**WHAT YOU HAVE TO DO**. Report how many lines in the data include "clicks", with the number as the only reply.

[PROVIDED DATA Boundary: Start]

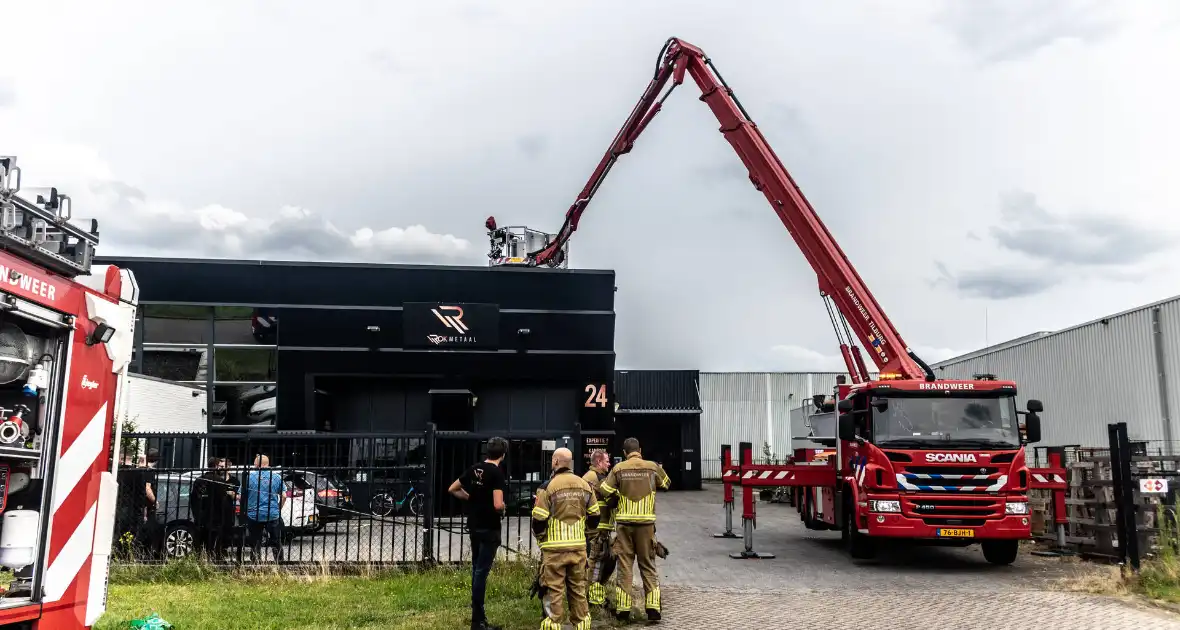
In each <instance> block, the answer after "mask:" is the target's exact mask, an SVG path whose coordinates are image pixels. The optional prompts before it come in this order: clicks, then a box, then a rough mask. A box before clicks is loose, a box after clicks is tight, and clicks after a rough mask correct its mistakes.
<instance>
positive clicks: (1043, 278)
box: [930, 262, 1064, 300]
mask: <svg viewBox="0 0 1180 630" xmlns="http://www.w3.org/2000/svg"><path fill="white" fill-rule="evenodd" d="M935 265H936V267H937V268H938V273H939V276H938V277H937V278H935V280H932V281H931V282H930V284H931V286H932V287H951V288H952V289H955V290H956V291H958V293H961V294H963V295H965V296H969V297H983V298H986V300H1011V298H1015V297H1027V296H1030V295H1036V294H1040V293H1044V291H1047V290H1049V289H1051V288H1054V287H1056V286H1057V284H1061V282H1062V281H1063V280H1064V278H1063V277H1062V276H1060V275H1057V274H1054V273H1051V271H1048V270H1035V269H1027V268H1016V267H994V268H986V269H971V270H966V271H961V273H958V274H952V273H951V271H950V270H948V269H946V265H945V264H943V263H940V262H939V263H935Z"/></svg>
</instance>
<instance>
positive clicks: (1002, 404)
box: [486, 38, 1064, 564]
mask: <svg viewBox="0 0 1180 630" xmlns="http://www.w3.org/2000/svg"><path fill="white" fill-rule="evenodd" d="M686 76H688V77H691V79H693V80H694V81H695V83H696V85H697V87H700V90H701V92H702V96H701V100H702V101H704V103H706V105H708V106H709V110H712V111H713V114H714V116H715V117H716V118H717V120H719V122H720V123H721V129H720V131H721V133H722V134H723V136H725V138H726V140H728V142H729V144H730V146H733V149H734V151H736V152H737V157H739V158H740V159H741V160H742V164H745V166H746V169H747V171H748V173H749V181H750V183H753V184H754V188H755V189H758V190H759V191H761V192H762V195H763V196H766V199H767V201H768V202H769V203H771V208H772V209H773V210H774V212H775V214H776V215H778V216H779V219H781V221H782V224H784V225H785V227H786V228H787V231H788V232H791V236H792V238H794V241H795V244H796V245H798V247H799V248H800V249H801V250H802V252H804V256H805V257H806V258H807V262H808V263H809V264H811V267H812V269H814V270H815V274H817V276H818V278H819V291H820V296H821V298H822V300H824V302H825V306H826V307H827V313H828V316H830V319H831V321H832V324H833V328H834V329H835V334H837V337H838V340H839V344H840V354H841V356H843V357H844V362H845V365H846V367H847V370H848V375H850V376H851V381H852V382H851V383H846V385H843V386H840V387H839V388H838V391H837V392H834V394H835V396H834V399H832V400H831V401H825V403H826V406H827V407H830V408H831V409H830V411H833V412H837V413H838V421H837V426H838V429H837V434H835V435H832V437H831V441H832V446H834V451H835V453H834V457H830V458H822V459H820V460H814V461H802V460H800V461H796V462H793V464H787V465H775V466H755V465H753V464H752V458H750V453H749V448H748V445H743V446H747V447H746V448H745V451H746V452H743V453H742V461H741V464H740V465H739V466H736V467H734V466H733V465H727V466H726V467H725V473H723V474H725V480H726V481H727V488H726V490H727V492H726V496H727V504H726V506H727V514H729V516H730V518H732V508H733V492H732V484H737V485H741V486H745V487H746V500H745V503H746V506H745V507H746V508H745V512H743V526H745V529H746V551H745V552H742V553H739V554H735V556H736V557H752V558H753V557H760V556H761V554H758V553H755V552H754V551H753V543H752V530H753V525H754V518H755V516H754V503H753V498H752V492H750V491H749V488H750V487H752V486H763V487H765V486H795V487H799V488H802V490H800V491H799V492H798V494H799V496H801V497H802V498H804V500H802V501H801V503H800V510H801V514H802V518H804V521H805V524H806V525H807V526H808V527H811V529H825V530H838V531H840V532H841V534H843V538H844V540H845V542H846V544H847V547H848V551H850V552H851V554H852V556H853V557H857V558H865V557H868V556H871V554H872V553H873V546H874V542H877V540H879V539H885V538H894V539H899V538H904V539H916V540H926V542H932V543H940V544H950V545H966V544H972V543H982V546H983V551H984V556H985V557H986V559H988V560H989V562H991V563H996V564H1008V563H1011V562H1014V560H1015V558H1016V554H1017V549H1018V543H1020V540H1022V539H1028V538H1030V536H1031V534H1030V523H1029V520H1030V513H1029V507H1028V498H1027V492H1028V490H1029V488H1033V487H1045V488H1062V490H1063V484H1064V481H1063V477H1062V475H1063V474H1064V471H1062V470H1057V468H1053V470H1049V468H1045V470H1040V471H1036V472H1037V473H1038V474H1037V475H1034V474H1031V472H1030V470H1029V467H1028V465H1027V461H1025V454H1024V444H1027V442H1035V441H1038V440H1040V437H1041V424H1040V418H1038V416H1037V413H1040V412H1041V411H1042V405H1041V402H1040V401H1036V400H1030V401H1029V402H1028V409H1027V411H1017V408H1016V383H1014V382H1011V381H1001V380H994V379H990V378H989V379H983V378H977V379H975V380H939V379H937V378H936V375H935V373H933V370H932V369H931V368H930V366H929V365H926V363H925V362H924V361H922V359H919V357H918V356H917V355H916V354H915V353H913V352H912V350H911V349H910V347H909V346H907V344H906V343H905V341H904V340H903V339H902V335H900V334H899V333H898V332H897V329H896V328H894V327H893V323H892V322H891V321H890V320H889V317H886V316H885V313H884V310H883V309H881V307H880V306H879V304H878V303H877V300H876V298H874V297H873V295H872V293H871V291H870V290H868V287H867V286H865V282H864V281H863V280H861V278H860V275H859V274H858V273H857V270H855V269H853V267H852V263H851V262H850V261H848V258H847V257H846V256H845V254H844V251H843V250H841V249H840V245H839V244H837V242H835V239H834V238H833V237H832V235H831V232H828V230H827V228H826V227H825V225H824V223H822V222H821V221H820V218H819V216H818V215H817V214H815V210H814V209H813V208H812V206H811V204H809V203H808V202H807V199H806V198H805V197H804V193H802V191H801V190H800V189H799V186H798V185H795V183H794V181H793V179H792V178H791V175H789V173H788V172H787V170H786V168H785V166H784V165H782V163H781V162H780V160H779V158H778V156H776V155H775V153H774V151H773V150H772V149H771V146H769V144H768V143H767V142H766V138H763V137H762V133H761V131H759V129H758V126H756V125H755V124H754V122H753V120H752V119H750V117H749V114H748V113H747V112H746V110H745V109H743V107H742V105H741V103H740V101H739V100H737V99H736V97H734V93H733V91H732V90H730V88H729V86H728V85H727V84H726V83H725V80H723V79H722V77H721V74H720V73H719V72H717V70H716V67H715V66H714V65H713V63H712V60H709V58H708V57H707V55H706V54H704V52H702V51H701V50H700V48H697V47H696V46H693V45H690V44H688V42H686V41H682V40H680V39H676V38H671V39H669V40H668V41H667V42H666V44H664V46H663V48H662V50H661V51H660V55H658V57H657V59H656V67H655V76H654V77H653V79H651V81H650V84H648V87H647V90H645V91H644V92H643V97H642V98H641V99H640V101H638V104H637V105H636V106H635V109H634V110H632V111H631V114H630V116H629V117H628V119H627V123H625V124H624V125H623V127H622V129H621V130H619V132H618V134H617V136H616V137H615V139H614V142H611V144H610V146H609V147H608V150H607V153H605V155H604V156H603V158H602V160H601V162H599V163H598V166H597V168H596V169H595V171H594V173H592V175H591V177H590V181H589V182H588V183H586V185H585V188H583V189H582V192H581V193H579V195H578V196H577V198H576V201H575V202H573V204H572V205H571V206H570V208H569V210H568V211H566V214H565V222H564V223H563V225H562V228H560V230H558V231H557V232H556V234H555V235H544V239H543V241H544V245H543V247H540V248H538V249H536V250H533V251H530V252H529V254H527V255H526V256H524V257H523V258H524V260H520V258H522V257H520V256H519V255H517V256H514V257H513V256H511V255H505V254H504V251H507V250H509V249H510V247H511V244H510V243H507V239H509V238H510V237H511V235H510V234H509V232H506V231H504V230H499V231H498V230H497V227H496V219H494V218H492V217H489V219H487V222H486V227H487V228H489V236H490V238H491V241H492V245H493V255H492V256H490V257H491V258H492V264H493V265H494V264H513V265H530V267H558V265H560V264H563V263H564V262H565V258H566V244H568V241H569V238H570V237H571V236H572V234H573V232H575V231H576V230H577V227H578V221H579V219H581V218H582V214H583V212H584V211H585V209H586V206H588V205H589V203H590V201H591V198H592V197H594V195H595V192H596V191H597V190H598V188H599V186H601V185H602V183H603V181H604V179H605V177H607V173H609V172H610V169H611V168H612V166H614V165H615V162H616V160H617V159H618V157H619V156H622V155H624V153H628V152H630V150H631V149H632V146H634V144H635V140H636V139H637V138H638V136H640V133H642V132H643V130H644V129H645V127H647V126H648V124H649V123H650V122H651V119H653V118H654V117H655V116H656V114H657V113H658V112H660V110H661V109H662V107H663V103H664V100H666V99H667V98H668V96H669V94H670V93H671V91H673V90H674V88H675V87H676V86H677V85H680V84H682V83H683V81H684V78H686ZM669 84H670V85H669ZM664 87H668V90H667V91H664ZM532 238H537V235H536V234H535V232H533V234H532ZM516 247H517V248H519V245H516ZM510 257H511V258H510ZM858 341H859V343H860V344H863V346H864V347H866V348H868V349H870V355H871V357H872V360H873V363H874V365H876V367H877V369H878V372H879V373H878V376H877V379H876V380H873V379H871V378H870V376H871V375H870V372H868V369H867V367H866V365H865V361H864V359H863V355H861V352H860V347H859V346H858ZM1021 415H1023V416H1024V422H1023V426H1022V424H1021V422H1020V416H1021ZM1042 479H1043V480H1044V481H1042Z"/></svg>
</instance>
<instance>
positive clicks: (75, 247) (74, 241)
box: [0, 156, 98, 278]
mask: <svg viewBox="0 0 1180 630" xmlns="http://www.w3.org/2000/svg"><path fill="white" fill-rule="evenodd" d="M18 192H20V166H18V165H17V158H15V157H13V156H5V157H0V249H6V250H9V251H12V252H13V254H17V255H18V256H20V257H22V258H26V260H28V261H31V262H34V263H37V264H39V265H41V267H45V268H46V269H48V270H51V271H54V273H57V274H60V275H63V276H65V277H70V278H72V277H77V276H81V275H87V274H90V267H91V262H92V260H93V257H94V247H96V245H98V222H97V221H94V219H91V221H90V231H86V230H84V229H81V228H79V227H77V225H74V224H73V223H71V221H72V219H73V202H72V199H71V198H70V196H67V195H61V193H59V192H58V189H57V188H50V189H46V190H45V191H44V192H39V193H37V195H35V196H33V197H32V201H30V199H26V198H25V197H21V196H18Z"/></svg>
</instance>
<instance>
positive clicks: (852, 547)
mask: <svg viewBox="0 0 1180 630" xmlns="http://www.w3.org/2000/svg"><path fill="white" fill-rule="evenodd" d="M845 496H847V497H851V493H846V494H845ZM840 539H841V540H843V542H844V547H845V549H847V550H848V556H851V557H852V559H854V560H868V559H872V557H873V556H876V550H874V549H873V539H872V538H870V537H867V536H865V534H863V533H860V532H859V531H857V512H855V506H854V505H853V504H852V500H851V498H850V499H845V501H844V526H843V527H840Z"/></svg>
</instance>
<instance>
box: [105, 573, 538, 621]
mask: <svg viewBox="0 0 1180 630" xmlns="http://www.w3.org/2000/svg"><path fill="white" fill-rule="evenodd" d="M304 569H306V570H304V571H301V572H295V573H291V572H289V571H287V570H284V569H280V567H275V566H264V567H258V569H254V567H248V566H243V567H237V569H230V570H224V569H219V567H210V566H208V565H203V564H201V563H198V562H196V560H179V562H172V563H168V564H165V565H142V566H122V567H118V569H116V570H113V571H112V575H111V580H112V583H111V590H110V597H109V612H107V613H106V615H105V616H104V617H103V619H101V621H100V622H99V623H98V625H97V626H96V628H97V629H101V630H113V629H116V628H118V629H122V628H125V626H126V623H127V621H129V619H132V618H137V617H142V616H144V615H148V613H151V612H158V613H159V615H160V616H162V617H164V618H165V619H168V621H169V622H171V623H172V624H173V625H176V628H184V629H185V630H195V629H202V628H208V629H217V630H235V629H243V630H244V629H250V630H258V629H275V630H278V629H283V630H295V629H302V630H313V629H328V628H358V629H376V628H381V629H389V628H393V629H424V630H425V629H438V628H463V626H465V624H467V623H468V619H470V613H471V609H470V605H471V569H470V566H468V567H463V566H444V567H437V569H425V570H404V569H374V570H373V572H372V573H371V575H368V576H350V577H341V576H334V575H330V572H329V571H328V567H327V566H324V567H322V570H320V571H316V570H315V569H314V567H310V566H309V567H304ZM533 575H535V569H533V567H531V566H529V565H527V564H525V563H513V562H507V563H497V565H496V567H494V570H493V575H492V579H491V580H490V582H489V590H487V609H489V616H490V617H492V619H493V621H494V622H496V623H498V624H503V625H504V626H505V628H511V629H525V628H536V626H537V623H538V619H539V616H540V609H539V604H538V603H537V601H535V599H532V601H530V599H529V596H527V590H529V584H530V583H531V582H532V578H533Z"/></svg>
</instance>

[PROVIDED DATA Boundary: End]

**TASK RESPONSE**. 5